■ Exercise ■
List each line in the records below that contains the string "scalloped". Matches must have the same capitalization.

■ Material to process ■
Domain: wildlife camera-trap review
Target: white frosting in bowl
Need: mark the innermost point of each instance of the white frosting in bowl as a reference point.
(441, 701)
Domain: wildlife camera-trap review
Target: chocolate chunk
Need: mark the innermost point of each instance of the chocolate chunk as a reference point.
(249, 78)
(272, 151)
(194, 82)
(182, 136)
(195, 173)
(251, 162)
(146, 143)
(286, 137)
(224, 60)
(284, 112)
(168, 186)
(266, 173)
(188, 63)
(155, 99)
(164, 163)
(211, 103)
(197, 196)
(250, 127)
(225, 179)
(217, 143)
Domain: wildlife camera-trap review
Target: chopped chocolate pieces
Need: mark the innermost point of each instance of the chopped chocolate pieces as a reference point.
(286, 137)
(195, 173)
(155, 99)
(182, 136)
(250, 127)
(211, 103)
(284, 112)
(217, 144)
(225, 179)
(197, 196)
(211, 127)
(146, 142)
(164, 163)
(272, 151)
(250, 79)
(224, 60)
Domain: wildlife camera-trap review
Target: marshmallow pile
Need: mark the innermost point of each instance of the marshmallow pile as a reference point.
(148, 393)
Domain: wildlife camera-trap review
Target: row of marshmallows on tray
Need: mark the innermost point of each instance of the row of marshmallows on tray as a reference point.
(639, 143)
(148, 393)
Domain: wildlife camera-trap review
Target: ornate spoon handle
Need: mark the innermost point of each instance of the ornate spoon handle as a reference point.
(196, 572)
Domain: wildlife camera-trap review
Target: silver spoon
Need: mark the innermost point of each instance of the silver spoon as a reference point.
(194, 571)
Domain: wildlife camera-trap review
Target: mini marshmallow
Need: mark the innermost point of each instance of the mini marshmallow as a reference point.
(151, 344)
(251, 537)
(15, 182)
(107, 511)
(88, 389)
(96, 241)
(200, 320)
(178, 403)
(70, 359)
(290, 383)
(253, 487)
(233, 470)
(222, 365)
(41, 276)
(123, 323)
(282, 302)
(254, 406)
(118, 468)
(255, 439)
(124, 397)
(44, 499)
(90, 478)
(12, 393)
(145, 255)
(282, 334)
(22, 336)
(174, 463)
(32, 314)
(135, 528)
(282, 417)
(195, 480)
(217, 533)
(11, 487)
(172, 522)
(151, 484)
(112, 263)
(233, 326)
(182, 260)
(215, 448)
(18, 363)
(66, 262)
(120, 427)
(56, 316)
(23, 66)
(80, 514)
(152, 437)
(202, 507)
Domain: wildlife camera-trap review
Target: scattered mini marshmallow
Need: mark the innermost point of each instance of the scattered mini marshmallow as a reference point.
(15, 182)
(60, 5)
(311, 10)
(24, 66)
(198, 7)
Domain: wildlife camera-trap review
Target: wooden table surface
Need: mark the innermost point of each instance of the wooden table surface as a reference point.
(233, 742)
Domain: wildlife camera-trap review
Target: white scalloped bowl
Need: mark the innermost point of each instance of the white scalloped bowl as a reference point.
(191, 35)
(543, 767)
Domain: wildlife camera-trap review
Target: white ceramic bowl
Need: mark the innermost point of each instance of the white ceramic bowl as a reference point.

■ Expected answer ■
Target: white scalloped bowl
Need: mark the innermost point of each instance of the white scalloped bowl as a reference point.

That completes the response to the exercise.